• [Directions]:
a - From the passage on Haiti's rice trade, reproduce the stretch from "Thu Dec 24, 2015, 08:42" through "working the land." word for word.
b - According to the passage on Haiti's rice trade, why did Haiti lower tariff protections on its rice and other farm products? Answer in one to three sentences.
c - Extend the passage on Haiti's rice trade, picking up after its final sentence.

• [Source text]:
Thu Dec 24, 2015, 08:42 AM
Dec 2015

In 1986, after the expulsion of Haitian dictator Jean Claude "Baby Doc" Duvalier, the International Monetary Fund (IMF) loaned Haiti $24.6 million in desperately needed funds (Baby Doc had raided the treasury on the way out). But, in order to get the IMF loan, Haiti was required to reduce tariff protections for their Haitian rice and other agricultural products and some industries to open up the country's markets to competition from outside countries. The US has by far the largest voice in decisions of the IMF. "American rice invaded the country," recalled Charles Suffrard, a leading rice grower in Haiti, in an interview with the Washington Post in 2000. By 1987 and 1988, there was so much rice coming into the country that many stopped working the land.

Quigley interviewed Father Gerard Jean-Juste, a Haitian priest and human rights advocate. "In the 1980s, imported rice poured into Haiti, below the cost of what our farmers could produce it," Fr. Jean-Juste said. "Farmers lost their businesses. People from the countryside started losing their jobs and moving to the cities. After a few years of cheap imported rice, local production went way down." By 2008, Haiti was the world's third largest importer of US rice, receiving some 240,000 tons that year alone.

• [Data extracts]:
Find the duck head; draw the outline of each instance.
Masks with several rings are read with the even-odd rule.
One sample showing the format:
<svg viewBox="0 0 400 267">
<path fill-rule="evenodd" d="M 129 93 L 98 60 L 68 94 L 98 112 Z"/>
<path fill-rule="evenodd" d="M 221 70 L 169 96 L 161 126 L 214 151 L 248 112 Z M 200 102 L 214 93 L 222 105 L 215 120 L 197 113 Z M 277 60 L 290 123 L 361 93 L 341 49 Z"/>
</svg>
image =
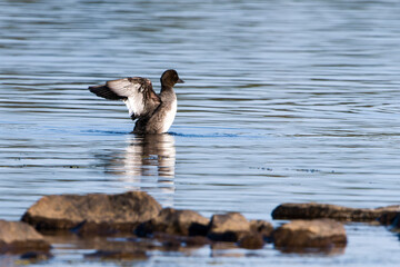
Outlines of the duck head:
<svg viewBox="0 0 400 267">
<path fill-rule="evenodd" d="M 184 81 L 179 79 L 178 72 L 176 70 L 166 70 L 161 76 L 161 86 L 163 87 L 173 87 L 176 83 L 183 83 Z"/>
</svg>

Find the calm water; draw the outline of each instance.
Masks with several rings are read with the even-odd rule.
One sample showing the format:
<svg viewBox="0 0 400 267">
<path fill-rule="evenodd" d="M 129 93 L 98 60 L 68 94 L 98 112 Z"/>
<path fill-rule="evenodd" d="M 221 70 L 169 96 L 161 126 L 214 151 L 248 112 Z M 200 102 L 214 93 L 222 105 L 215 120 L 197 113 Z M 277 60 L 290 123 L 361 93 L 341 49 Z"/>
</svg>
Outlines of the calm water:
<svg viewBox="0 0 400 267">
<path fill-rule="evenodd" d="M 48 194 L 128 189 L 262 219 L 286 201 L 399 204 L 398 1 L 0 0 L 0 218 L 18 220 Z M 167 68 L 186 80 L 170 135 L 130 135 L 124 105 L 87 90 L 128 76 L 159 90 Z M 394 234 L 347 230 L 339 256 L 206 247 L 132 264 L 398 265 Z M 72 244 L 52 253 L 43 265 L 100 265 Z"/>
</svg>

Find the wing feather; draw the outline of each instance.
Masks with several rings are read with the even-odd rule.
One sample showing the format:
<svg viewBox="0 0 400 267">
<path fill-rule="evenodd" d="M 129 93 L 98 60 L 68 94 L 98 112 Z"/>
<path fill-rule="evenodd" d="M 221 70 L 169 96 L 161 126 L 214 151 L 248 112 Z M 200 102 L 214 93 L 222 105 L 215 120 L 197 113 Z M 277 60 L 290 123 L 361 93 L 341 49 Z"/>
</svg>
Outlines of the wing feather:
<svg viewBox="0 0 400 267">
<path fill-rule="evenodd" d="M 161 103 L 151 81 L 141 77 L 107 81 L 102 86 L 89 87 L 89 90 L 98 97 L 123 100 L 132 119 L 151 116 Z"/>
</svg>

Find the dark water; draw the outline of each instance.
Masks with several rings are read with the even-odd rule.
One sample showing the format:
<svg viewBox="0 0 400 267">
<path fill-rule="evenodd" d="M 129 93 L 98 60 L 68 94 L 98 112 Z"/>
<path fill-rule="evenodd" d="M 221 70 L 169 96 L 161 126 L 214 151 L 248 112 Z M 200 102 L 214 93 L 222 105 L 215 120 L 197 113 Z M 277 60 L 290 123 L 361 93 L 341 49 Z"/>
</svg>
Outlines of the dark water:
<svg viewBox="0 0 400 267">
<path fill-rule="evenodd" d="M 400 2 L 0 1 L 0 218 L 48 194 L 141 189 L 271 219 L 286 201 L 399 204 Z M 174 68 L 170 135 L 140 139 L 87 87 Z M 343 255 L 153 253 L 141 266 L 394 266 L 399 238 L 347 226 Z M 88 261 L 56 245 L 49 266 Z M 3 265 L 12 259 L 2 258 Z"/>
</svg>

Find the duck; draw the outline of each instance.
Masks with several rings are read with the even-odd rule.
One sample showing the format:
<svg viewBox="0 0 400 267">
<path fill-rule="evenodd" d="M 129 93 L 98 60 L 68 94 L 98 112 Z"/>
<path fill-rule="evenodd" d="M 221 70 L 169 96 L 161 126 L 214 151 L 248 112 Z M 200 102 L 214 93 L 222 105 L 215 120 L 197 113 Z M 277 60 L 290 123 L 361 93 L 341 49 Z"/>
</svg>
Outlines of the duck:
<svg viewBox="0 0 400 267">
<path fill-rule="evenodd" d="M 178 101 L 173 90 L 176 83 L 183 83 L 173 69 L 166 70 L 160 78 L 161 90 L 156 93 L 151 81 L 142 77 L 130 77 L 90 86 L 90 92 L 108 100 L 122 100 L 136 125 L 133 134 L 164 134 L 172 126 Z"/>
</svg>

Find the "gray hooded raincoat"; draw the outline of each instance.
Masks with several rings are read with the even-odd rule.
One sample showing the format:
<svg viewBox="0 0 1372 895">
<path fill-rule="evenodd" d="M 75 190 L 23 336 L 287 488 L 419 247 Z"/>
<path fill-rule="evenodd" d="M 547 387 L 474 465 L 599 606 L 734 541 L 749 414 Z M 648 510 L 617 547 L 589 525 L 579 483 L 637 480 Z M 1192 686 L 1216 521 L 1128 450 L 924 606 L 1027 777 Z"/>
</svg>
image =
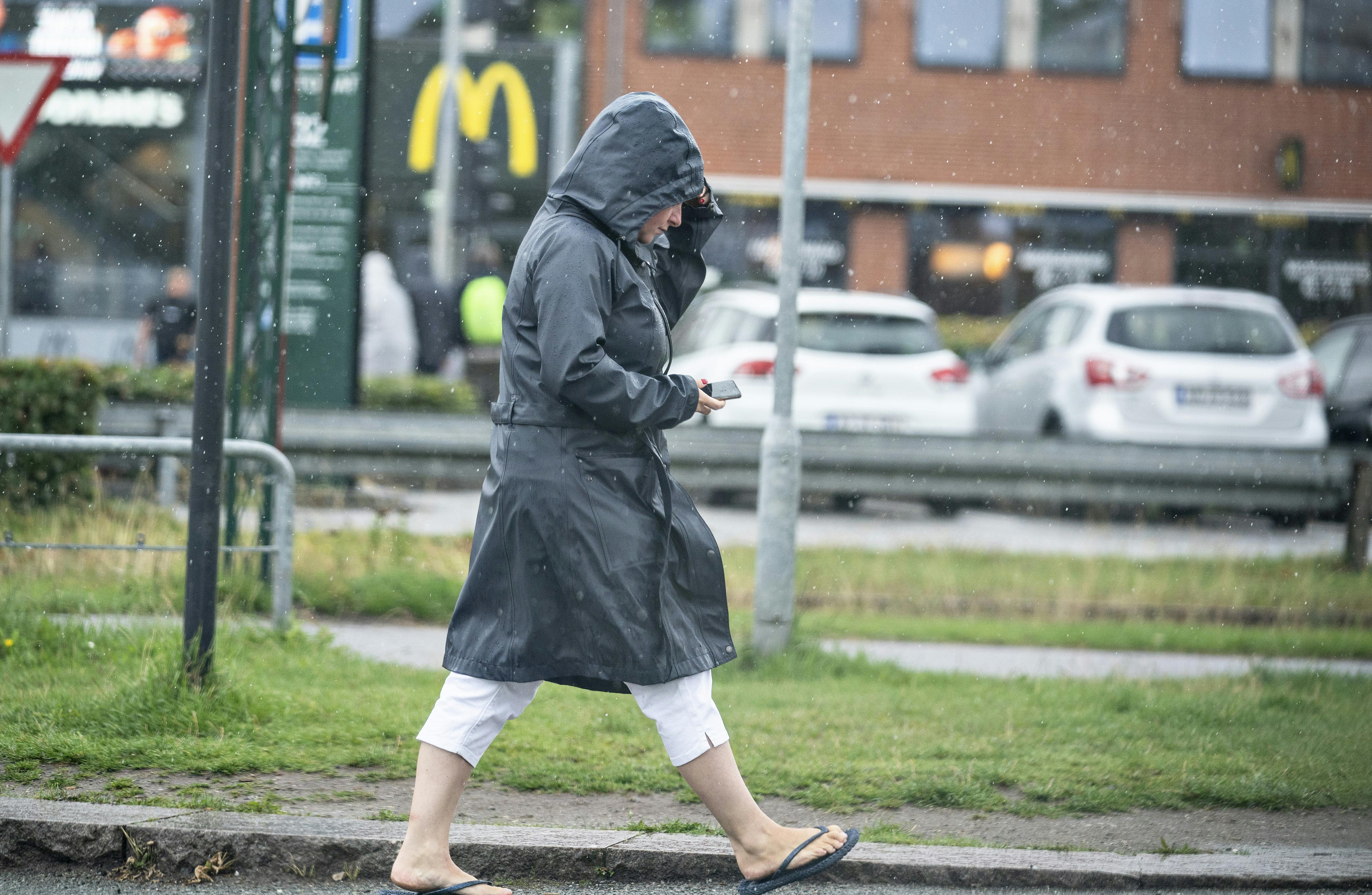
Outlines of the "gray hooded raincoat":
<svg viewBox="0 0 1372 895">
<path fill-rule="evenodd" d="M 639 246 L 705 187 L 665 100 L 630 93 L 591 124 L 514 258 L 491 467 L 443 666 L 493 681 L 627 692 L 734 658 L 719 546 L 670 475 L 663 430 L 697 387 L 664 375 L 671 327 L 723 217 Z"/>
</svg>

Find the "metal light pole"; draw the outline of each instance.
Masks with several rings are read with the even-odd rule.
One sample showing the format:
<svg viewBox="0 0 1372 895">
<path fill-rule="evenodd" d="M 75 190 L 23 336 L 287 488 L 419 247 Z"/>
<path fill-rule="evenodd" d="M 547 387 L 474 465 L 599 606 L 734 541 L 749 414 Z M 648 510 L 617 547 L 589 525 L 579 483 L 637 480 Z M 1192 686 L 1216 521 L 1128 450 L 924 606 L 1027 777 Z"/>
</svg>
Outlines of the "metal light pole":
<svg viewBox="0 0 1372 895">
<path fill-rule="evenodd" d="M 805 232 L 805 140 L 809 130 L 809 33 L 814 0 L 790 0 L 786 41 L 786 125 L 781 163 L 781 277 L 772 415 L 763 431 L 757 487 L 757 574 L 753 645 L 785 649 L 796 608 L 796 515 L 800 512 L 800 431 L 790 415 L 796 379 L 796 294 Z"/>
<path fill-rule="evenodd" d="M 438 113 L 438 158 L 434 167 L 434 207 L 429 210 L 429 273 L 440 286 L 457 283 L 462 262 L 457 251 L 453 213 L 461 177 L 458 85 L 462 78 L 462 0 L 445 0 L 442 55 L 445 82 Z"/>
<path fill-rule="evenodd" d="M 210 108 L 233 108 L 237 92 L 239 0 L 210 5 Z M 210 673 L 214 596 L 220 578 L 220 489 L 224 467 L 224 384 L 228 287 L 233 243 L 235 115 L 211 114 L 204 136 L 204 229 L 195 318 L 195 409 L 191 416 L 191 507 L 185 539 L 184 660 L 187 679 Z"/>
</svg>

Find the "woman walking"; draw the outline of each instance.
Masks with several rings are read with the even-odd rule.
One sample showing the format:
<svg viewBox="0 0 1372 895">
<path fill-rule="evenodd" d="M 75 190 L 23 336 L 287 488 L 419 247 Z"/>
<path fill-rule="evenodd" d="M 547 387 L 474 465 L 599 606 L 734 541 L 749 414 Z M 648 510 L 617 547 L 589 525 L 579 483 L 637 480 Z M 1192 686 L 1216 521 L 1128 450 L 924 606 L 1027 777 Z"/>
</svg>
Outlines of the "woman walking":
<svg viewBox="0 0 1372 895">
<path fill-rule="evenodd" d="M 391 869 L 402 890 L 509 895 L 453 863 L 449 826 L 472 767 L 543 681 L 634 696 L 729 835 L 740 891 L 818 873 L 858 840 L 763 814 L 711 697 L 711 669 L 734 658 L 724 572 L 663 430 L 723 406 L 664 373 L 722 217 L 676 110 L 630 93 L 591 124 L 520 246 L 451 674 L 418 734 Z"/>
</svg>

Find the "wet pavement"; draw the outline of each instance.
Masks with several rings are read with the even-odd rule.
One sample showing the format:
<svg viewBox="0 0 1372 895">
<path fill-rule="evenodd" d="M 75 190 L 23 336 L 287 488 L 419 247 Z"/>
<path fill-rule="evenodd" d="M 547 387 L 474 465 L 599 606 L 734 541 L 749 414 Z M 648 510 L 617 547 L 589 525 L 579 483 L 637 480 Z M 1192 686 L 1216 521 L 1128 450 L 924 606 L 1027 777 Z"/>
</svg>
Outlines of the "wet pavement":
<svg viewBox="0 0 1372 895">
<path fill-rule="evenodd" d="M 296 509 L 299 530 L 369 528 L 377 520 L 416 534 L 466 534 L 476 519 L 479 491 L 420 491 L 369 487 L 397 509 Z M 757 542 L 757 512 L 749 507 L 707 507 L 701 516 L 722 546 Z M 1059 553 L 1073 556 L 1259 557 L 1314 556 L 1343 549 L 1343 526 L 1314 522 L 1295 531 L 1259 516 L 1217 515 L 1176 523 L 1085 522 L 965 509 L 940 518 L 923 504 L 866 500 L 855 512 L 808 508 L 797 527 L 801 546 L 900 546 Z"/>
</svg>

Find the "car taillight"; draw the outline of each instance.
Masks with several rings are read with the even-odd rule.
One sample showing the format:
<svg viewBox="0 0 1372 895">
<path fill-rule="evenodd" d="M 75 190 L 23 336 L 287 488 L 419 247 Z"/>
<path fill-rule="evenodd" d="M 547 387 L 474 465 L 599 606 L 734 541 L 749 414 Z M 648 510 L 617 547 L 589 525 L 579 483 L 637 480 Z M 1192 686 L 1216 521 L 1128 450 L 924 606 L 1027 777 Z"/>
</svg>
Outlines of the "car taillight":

• [Your written answers]:
a -
Thu Dec 24, 2015, 08:42 AM
Dec 2015

In 1986, after the expulsion of Haitian dictator Jean Claude "Baby Doc" Duvalier, the International Monetary Fund (IMF) loaned Haiti $24.6 million in desperately needed funds (Baby Doc had raided the treasury on the way out). But, in order to get the IMF loan, Haiti was required to reduce tariff protections for their Haitian rice and other agricultural products and some industries to open up the country's markets to competition from outside countries. The US has by far the largest voice in decisions of the IMF. "American rice invaded the country," recalled Charles Suffrard, a leading rice grower in Haiti, in an interview with the Washington Post in 2000. By 1987 and 1988, there was so much rice coming into the country that many stopped working the land.

b - Haiti had to reduce those tariff protections as a condition of getting a $24.6 million IMF loan. It needed the money badly after the 1986 expulsion of Jean Claude "Baby Doc" Duvalier, who had raided the treasury on his way out.

c -
US rice growers are heavily subsidized by the government. Between 1995-2006 they received $11 billion. The American rice industry is also protected by tariffs - the same sorts of tariffs the IMF demanded Haiti remove. With the average family income standing at about $400 a year, most Haitians couldn't afford to pay international prices for a product they once grew for themselves - so they had to have aid. The US sponsored the aid, but half the money didn't go to buy the food; it went to US farmers, to processors and to shipping companies, because the food had to be transported in US ships. A good part of the so-called handout to Haiti actually went to US agribusiness, which needed markets for its overflowing bins of farm products.